#### 本文:
◇ ◇ ◇

「さっきと言ってること、違くない?」子どもに不信感を抱かせる親の“ダブルバインド”とは?
あなたの子どもとの接し方「ダブルバインド」になってませんか?
「ダブルバインド」という言葉を聞いたことがありますか? 直訳すると「二重拘束」。子育ての上では、保護者の言動が一貫しておらず、矛盾してしまう事で子どもが混乱してしまう状況のことです。 【マンガで読む】「察してもらって当たり前」にならないために!子どもの“言葉で伝える力”を育む簡単な2つの方法 自分では気を付けているつもりでも、ついついやってしまうダブルハインドは子どもの成長に悪影響を及ぼしてしまいます。 そこで今回は、発達障害の不登校児を育てながら、YouTubeでも大人気の精神科医さわさんの書籍『子どもが本当に思っていること』から「さっきと言っていることが ちがうんだけど」という項目をご紹介します。 この「子どもの心の声がわかる本」で、自身の子育てに“矛盾”が生じていないか、一度振り返っていただければと思います。
子どもの心の声「さっきと言っていることが ちがうんだけど」

◇ ◇ ◇

#### 抽出資料:
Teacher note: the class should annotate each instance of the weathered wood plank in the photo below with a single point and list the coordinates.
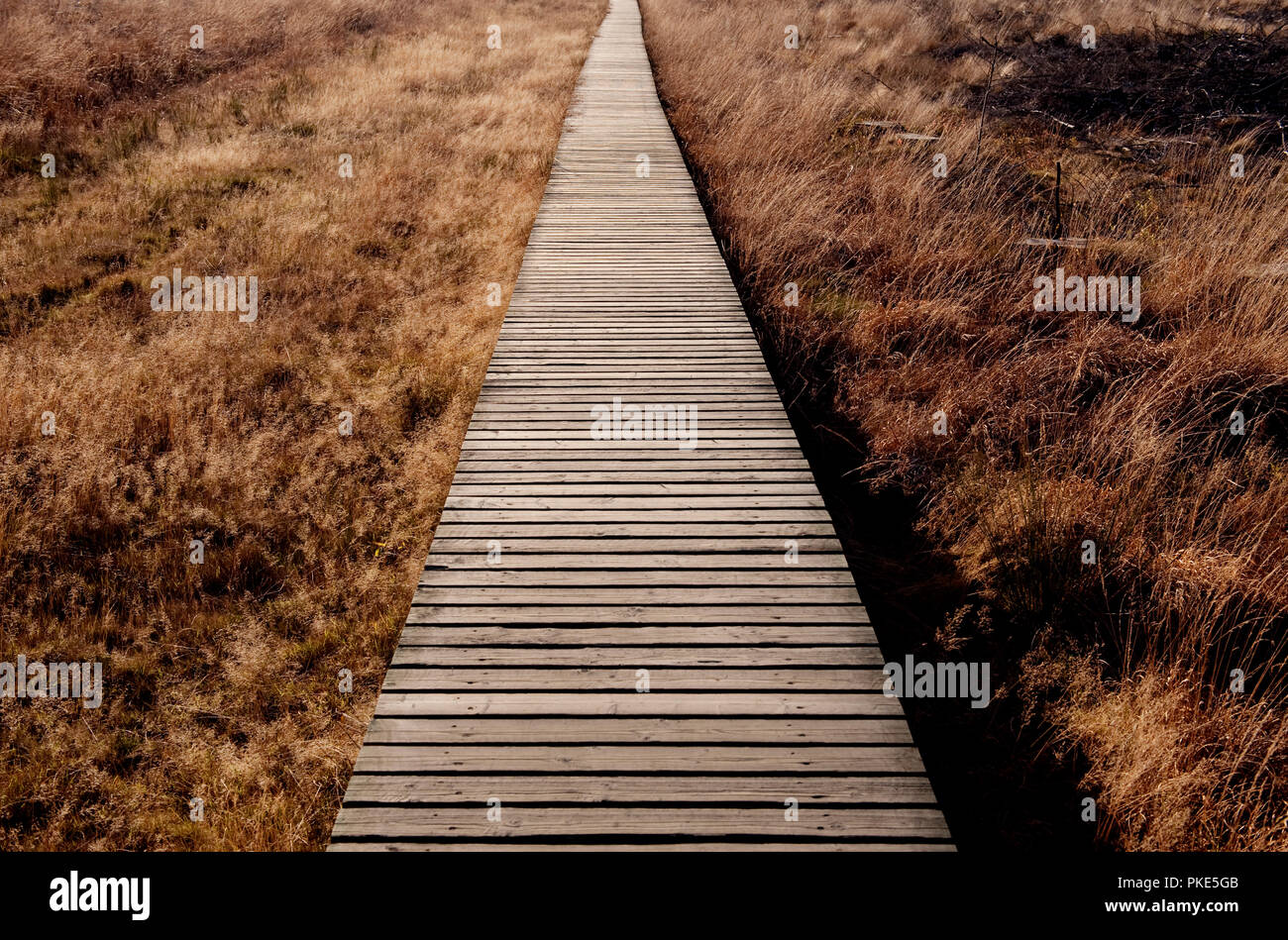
(565, 563)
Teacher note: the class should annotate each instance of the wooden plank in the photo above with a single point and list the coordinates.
(563, 563)
(533, 820)
(618, 730)
(661, 679)
(649, 657)
(632, 703)
(625, 759)
(719, 790)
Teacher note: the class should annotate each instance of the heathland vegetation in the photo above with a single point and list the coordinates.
(1104, 514)
(223, 679)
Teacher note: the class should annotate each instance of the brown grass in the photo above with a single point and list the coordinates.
(1063, 426)
(222, 678)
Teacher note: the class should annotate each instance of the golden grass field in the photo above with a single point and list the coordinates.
(914, 297)
(170, 426)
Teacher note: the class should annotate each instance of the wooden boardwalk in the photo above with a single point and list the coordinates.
(568, 570)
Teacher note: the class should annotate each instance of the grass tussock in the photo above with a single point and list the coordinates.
(223, 678)
(1064, 428)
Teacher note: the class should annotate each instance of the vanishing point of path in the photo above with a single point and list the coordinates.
(571, 574)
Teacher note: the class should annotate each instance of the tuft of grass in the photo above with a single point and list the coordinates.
(222, 678)
(917, 297)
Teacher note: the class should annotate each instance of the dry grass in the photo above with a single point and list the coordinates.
(1063, 426)
(222, 678)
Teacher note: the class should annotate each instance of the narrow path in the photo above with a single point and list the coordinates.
(568, 571)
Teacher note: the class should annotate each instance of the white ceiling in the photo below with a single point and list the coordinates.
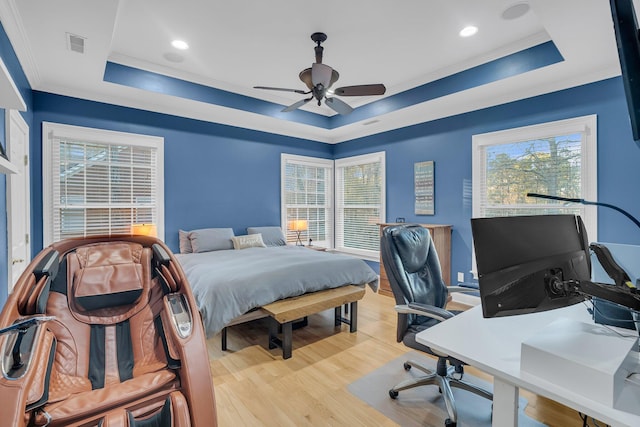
(235, 45)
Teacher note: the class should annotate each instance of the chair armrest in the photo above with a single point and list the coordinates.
(424, 310)
(453, 289)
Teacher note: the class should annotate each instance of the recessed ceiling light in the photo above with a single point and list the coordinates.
(179, 44)
(515, 11)
(173, 57)
(467, 31)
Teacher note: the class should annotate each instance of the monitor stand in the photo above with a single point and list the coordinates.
(588, 359)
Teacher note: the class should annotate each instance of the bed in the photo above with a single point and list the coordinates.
(227, 283)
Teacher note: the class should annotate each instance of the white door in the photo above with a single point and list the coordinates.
(18, 196)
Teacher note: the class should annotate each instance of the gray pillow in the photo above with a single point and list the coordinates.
(211, 239)
(248, 241)
(185, 242)
(271, 236)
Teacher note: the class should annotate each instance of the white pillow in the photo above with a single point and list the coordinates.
(248, 241)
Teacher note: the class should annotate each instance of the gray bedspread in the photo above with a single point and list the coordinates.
(229, 283)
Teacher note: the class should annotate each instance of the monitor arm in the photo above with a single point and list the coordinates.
(621, 295)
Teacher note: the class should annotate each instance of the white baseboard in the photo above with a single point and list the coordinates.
(464, 298)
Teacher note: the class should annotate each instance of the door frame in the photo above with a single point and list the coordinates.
(14, 116)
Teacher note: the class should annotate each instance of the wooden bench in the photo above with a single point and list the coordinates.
(286, 311)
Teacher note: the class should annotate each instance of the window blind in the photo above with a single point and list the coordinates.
(102, 185)
(555, 158)
(552, 165)
(307, 195)
(360, 203)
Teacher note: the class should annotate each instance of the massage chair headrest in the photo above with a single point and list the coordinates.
(110, 275)
(411, 244)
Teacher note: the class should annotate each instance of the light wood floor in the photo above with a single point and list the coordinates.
(256, 387)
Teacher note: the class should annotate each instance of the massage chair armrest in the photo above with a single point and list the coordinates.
(424, 310)
(454, 289)
(25, 387)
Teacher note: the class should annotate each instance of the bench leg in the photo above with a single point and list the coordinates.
(286, 343)
(353, 324)
(273, 333)
(223, 338)
(287, 340)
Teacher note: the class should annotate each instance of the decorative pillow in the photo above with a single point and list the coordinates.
(185, 242)
(271, 236)
(211, 239)
(248, 241)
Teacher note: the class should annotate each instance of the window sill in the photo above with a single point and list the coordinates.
(6, 167)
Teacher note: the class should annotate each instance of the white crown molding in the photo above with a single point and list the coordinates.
(12, 23)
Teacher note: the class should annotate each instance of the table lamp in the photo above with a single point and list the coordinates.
(144, 230)
(298, 225)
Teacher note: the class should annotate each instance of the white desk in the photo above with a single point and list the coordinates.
(493, 346)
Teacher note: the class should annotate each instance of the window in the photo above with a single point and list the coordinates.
(557, 158)
(360, 204)
(100, 182)
(307, 194)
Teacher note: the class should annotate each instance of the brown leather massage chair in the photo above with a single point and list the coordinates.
(104, 332)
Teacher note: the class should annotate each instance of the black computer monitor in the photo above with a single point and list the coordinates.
(524, 262)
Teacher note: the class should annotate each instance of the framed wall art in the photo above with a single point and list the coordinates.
(424, 184)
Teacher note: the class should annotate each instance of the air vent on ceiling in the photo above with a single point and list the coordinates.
(75, 43)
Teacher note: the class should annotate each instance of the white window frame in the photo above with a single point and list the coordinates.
(353, 161)
(56, 130)
(329, 195)
(587, 125)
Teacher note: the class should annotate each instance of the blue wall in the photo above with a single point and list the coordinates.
(10, 60)
(448, 143)
(215, 175)
(221, 176)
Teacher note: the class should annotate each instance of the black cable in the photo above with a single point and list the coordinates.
(586, 202)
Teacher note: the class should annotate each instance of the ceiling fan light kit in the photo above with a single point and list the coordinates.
(319, 78)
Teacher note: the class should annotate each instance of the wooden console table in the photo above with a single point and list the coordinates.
(441, 235)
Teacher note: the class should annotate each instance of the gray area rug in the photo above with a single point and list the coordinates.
(423, 406)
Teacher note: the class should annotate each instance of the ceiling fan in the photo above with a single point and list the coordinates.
(319, 79)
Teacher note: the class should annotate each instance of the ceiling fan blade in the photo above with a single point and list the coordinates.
(361, 90)
(283, 89)
(339, 106)
(296, 105)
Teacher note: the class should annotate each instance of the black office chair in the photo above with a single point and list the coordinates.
(414, 273)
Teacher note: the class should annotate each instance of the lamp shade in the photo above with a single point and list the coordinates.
(297, 225)
(144, 230)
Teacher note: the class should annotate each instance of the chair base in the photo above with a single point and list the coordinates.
(444, 379)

◇ ◇ ◇

#### 課題:
**A.** 本文にある次の一文を英語に訳すこと。「子育ての上では、保護者の言動が一貫しておらず、矛盾してしまう事で子どもが混乱してしまう状況のことです。」
**B.** 記録のうち、「the chair base」を含む行から記録の最後の行までを、一字一句変えずに再掲すること。

#### 回答:
**A.** In parenting, it refers to a situation in which a child becomes confused because the parent's words and actions are inconsistent and contradictory.

**B.**
Teacher note: the class should annotate each instance of the chair base in the photo above with a single point and list the coordinates.
(444, 379)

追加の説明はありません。